_Object location annotation data:_
╭──

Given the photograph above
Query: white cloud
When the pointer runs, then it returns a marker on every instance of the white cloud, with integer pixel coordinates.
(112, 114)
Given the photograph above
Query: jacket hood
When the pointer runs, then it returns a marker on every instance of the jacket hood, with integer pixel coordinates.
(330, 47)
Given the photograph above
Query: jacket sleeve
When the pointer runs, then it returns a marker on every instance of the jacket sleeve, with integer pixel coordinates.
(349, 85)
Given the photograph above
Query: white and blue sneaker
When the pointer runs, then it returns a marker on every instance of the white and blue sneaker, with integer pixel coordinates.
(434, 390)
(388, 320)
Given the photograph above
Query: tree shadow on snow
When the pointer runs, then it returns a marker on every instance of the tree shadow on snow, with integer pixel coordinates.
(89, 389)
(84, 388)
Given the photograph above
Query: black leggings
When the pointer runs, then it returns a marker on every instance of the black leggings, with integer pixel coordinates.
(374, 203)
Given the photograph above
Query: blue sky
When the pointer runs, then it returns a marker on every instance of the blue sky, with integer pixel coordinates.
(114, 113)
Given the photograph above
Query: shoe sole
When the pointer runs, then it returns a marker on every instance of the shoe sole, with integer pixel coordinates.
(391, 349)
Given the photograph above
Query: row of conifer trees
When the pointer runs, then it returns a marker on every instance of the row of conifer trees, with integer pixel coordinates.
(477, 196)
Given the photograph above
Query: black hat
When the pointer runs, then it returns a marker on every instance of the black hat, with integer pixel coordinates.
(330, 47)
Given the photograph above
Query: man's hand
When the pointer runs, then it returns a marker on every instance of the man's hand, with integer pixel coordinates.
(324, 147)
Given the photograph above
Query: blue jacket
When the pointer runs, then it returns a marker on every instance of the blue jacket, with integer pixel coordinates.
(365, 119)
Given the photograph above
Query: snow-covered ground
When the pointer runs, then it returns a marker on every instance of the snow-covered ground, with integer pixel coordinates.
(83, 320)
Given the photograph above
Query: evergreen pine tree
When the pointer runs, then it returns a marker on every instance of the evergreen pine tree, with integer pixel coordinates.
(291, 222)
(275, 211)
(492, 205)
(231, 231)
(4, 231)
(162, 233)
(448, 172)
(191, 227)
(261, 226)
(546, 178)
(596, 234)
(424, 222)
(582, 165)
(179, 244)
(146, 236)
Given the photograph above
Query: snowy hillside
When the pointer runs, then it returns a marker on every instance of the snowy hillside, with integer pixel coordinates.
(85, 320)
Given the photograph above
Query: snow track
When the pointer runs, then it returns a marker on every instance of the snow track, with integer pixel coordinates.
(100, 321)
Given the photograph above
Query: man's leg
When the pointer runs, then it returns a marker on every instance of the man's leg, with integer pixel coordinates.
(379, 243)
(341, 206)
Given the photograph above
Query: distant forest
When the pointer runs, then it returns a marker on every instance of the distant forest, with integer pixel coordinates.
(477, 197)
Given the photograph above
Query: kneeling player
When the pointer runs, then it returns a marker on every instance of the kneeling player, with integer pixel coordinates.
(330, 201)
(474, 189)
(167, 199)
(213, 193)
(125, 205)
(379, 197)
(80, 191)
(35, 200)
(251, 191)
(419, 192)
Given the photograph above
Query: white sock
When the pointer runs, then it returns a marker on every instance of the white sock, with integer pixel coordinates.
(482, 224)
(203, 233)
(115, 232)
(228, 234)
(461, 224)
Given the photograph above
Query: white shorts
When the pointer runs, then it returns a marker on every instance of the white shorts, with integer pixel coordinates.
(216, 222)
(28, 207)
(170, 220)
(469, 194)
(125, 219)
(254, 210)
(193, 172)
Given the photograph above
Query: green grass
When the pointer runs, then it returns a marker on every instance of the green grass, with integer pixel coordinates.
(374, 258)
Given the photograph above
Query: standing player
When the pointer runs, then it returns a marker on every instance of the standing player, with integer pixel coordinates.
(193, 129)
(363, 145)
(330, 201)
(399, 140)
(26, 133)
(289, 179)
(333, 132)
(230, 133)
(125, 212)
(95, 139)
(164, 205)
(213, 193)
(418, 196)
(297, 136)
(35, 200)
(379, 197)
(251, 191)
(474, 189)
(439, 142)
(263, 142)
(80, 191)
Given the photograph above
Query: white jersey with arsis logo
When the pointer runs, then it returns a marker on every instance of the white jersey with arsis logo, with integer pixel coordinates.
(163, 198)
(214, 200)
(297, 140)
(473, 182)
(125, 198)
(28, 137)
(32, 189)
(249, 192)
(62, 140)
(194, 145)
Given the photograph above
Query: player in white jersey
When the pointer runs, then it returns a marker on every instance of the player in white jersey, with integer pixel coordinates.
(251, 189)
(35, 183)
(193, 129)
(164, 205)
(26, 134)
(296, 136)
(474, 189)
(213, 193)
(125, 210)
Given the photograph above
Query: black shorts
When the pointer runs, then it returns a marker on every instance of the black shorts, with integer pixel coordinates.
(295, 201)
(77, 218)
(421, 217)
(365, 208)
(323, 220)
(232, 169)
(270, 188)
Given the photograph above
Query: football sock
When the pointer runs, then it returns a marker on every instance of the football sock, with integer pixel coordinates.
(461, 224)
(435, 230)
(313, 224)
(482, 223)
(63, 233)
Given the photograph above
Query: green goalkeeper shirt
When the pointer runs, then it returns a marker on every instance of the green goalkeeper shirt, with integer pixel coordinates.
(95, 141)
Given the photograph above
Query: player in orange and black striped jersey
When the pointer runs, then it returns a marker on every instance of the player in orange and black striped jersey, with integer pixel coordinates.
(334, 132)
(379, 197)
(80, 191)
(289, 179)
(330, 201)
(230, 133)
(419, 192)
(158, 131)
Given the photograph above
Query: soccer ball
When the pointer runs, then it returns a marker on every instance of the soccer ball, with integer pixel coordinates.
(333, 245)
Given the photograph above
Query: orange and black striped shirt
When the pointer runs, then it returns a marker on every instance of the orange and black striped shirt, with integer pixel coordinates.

╰──

_Set task:_
Each entry is to be returned in full, character for character.

_Written answer:_
Given the photograph above
Query: white cloud
When the pointer runs, then it returns a marker on every instance of the white cloud, with integer pixel coordinates.
(112, 114)
Given the photograph above
Query: jacket hood
When the pointer runs, then it returns a marker on every instance of the jacket hood, with integer pixel coordinates.
(330, 47)
Given the photograph above
Query: jacket sleeve
When the pointer runs, then it returns a marker on every instance of the jacket sleeve, with integer pixel coordinates.
(349, 85)
Given the photograph above
Query: white and blue sneaker
When the pointer runs, then it returns a marker on every instance of the white and blue sneaker, with integer pixel coordinates.
(434, 390)
(388, 320)
Given the photograph above
Query: tree shadow on snow
When the pointer runs, then it returns a marker on every instance of the tree shadow on snow, with integer pixel coordinates.
(89, 389)
(84, 388)
Given the photograph above
Query: black leggings
When the pointer runs, then it returns a marker on every instance of the black leggings, with integer pixel coordinates.
(374, 203)
Given the photograph above
Query: blue sky
When the pointer runs, then it returns a marker on every instance of the blue sky, with integer pixel coordinates.
(114, 113)
Given the photograph above
Query: shoe sole
When the pointer runs, then it returns a marker on every instance of the shoe sole, with integer pixel coordinates.
(391, 349)
Given the photograph above
Query: row of conifer trees
When the pointer runs, then it returns a marker on every instance of the row of conifer trees, with integer pixel coordinates.
(477, 196)
Given the photograph above
Query: black hat
When the pointer runs, then it returns a marker on every instance of the black hat, with integer pixel coordinates.
(330, 47)
Given the photograph above
Query: man's hand
When the pointer runs, then it returns a marker on every instance of the man's hand, with integer pixel coordinates.
(324, 147)
Given the photograph above
Query: blue jacket
When the pointer runs, then it returns a marker on every instance of the blue jacket, with integer pixel coordinates.
(365, 119)
Given the photograph above
Query: snow-covered ground
When the pointer runs, then it returns a marker on every instance of the snow-covered ground, with integer pixel coordinates.
(83, 320)
Given the photograph above
Query: evergreen pine tree
When the pointer runs, then it returns a marker on every instance of the evergreen pine tree, with integer pixel coordinates.
(291, 222)
(275, 211)
(492, 205)
(231, 231)
(4, 231)
(162, 233)
(448, 172)
(191, 227)
(261, 226)
(546, 178)
(596, 234)
(424, 222)
(582, 165)
(179, 244)
(146, 236)
Given the photograph above
Query: snowy hillside
When the pointer runs, then it returns a marker on every instance of the snowy hillside, with integer pixel coordinates.
(85, 320)
Given the photograph above
Query: snow track
When the pointer runs, then it returns a marker on every instance of the snow track, with integer pixel coordinates.
(100, 321)
Given the photograph above
Query: man's leg
When the pointer runs, then it returns a marker on every instance of the man's leg, with integer pixel coordinates.
(379, 243)
(341, 206)
Given the photograph above
Query: distant forest
When the pointer runs, then it returns a marker on every instance of the distant forest, with integer pixel coordinates.
(477, 197)
Given the photograph above
Query: kneeling player
When the pointer runs, then it returns a marker on every instance of the kneeling player, with integer pixel coordinates.
(330, 201)
(474, 189)
(167, 199)
(213, 193)
(125, 205)
(379, 197)
(80, 191)
(35, 200)
(251, 191)
(419, 192)
Given the photograph above
Query: white sock
When the pointer runs, then it returns a marker on every instance of the white sock, with integer pixel coordinates.
(482, 224)
(203, 233)
(115, 232)
(228, 234)
(461, 224)
Given the photograph above
Query: white shorts
When the pointer runs, then it returns a marker on every instance of the white shorts, with integer pixel coordinates.
(216, 222)
(28, 207)
(170, 220)
(469, 194)
(125, 219)
(254, 210)
(193, 172)
Given the photograph above
Query: green grass
When the pointer runs, then it returns a marker on every instance of the green grass, with integer pixel coordinates.
(374, 258)
Given the photograph above
Query: standing player
When the pointer runs, then it returns a marker on every instance of the standing player, with integer pixel coordinates.
(193, 129)
(363, 145)
(330, 201)
(399, 140)
(26, 133)
(289, 179)
(333, 132)
(230, 133)
(125, 212)
(95, 139)
(164, 205)
(213, 193)
(418, 196)
(297, 136)
(35, 200)
(379, 197)
(251, 191)
(474, 189)
(439, 142)
(263, 142)
(80, 191)
Given the photograph above
Query: white jersey with arsis logo
When the pointer runs, then it returns a marker on every instance of the white jersey with arsis logo, with integer pixel coordinates.
(163, 198)
(214, 200)
(297, 140)
(473, 182)
(125, 198)
(28, 137)
(32, 189)
(249, 192)
(62, 140)
(194, 145)
Given the photograph above
Query: player in white jersey
When the pointer runs, then it returns a marker on every instance of the player in white jersey, with integer pixel coordinates.
(251, 189)
(35, 183)
(193, 129)
(164, 205)
(26, 134)
(296, 136)
(474, 189)
(213, 193)
(125, 210)
Given the photograph above
Query: black shorts
When the pointer runs, then it returns a marker on every instance of the black shorts, with integer pixel coordinates.
(295, 201)
(77, 218)
(421, 217)
(365, 208)
(323, 220)
(232, 169)
(270, 188)
Given the photograph above
Query: football sock
When the pointer runs, then it returns a marker on every instance of the football sock, with integer pixel coordinates.
(461, 224)
(435, 230)
(313, 224)
(482, 223)
(63, 233)
Given the photograph above
Query: green goalkeeper shirt
When the pointer runs, then it returns a marker on every instance of the green goalkeeper shirt, with integer pixel coordinates.
(95, 141)
Given the photograph above
Query: player in orange and black striped jersey
When the pointer runs, then it returns a marker on every instance of the player in orange and black striped jersey, with integer pixel coordinates.
(334, 132)
(379, 197)
(80, 191)
(289, 179)
(330, 201)
(230, 133)
(419, 192)
(158, 131)
Given the photograph above
Query: soccer ball
When the pointer runs, then it returns a marker on every instance of the soccer ball, with integer pixel coordinates.
(333, 245)
Given the photograph above
Query: orange and black striped shirt
When the pointer runs, then it returns a marker on every instance of the orange and black striped shirt, with integer pixel coordinates.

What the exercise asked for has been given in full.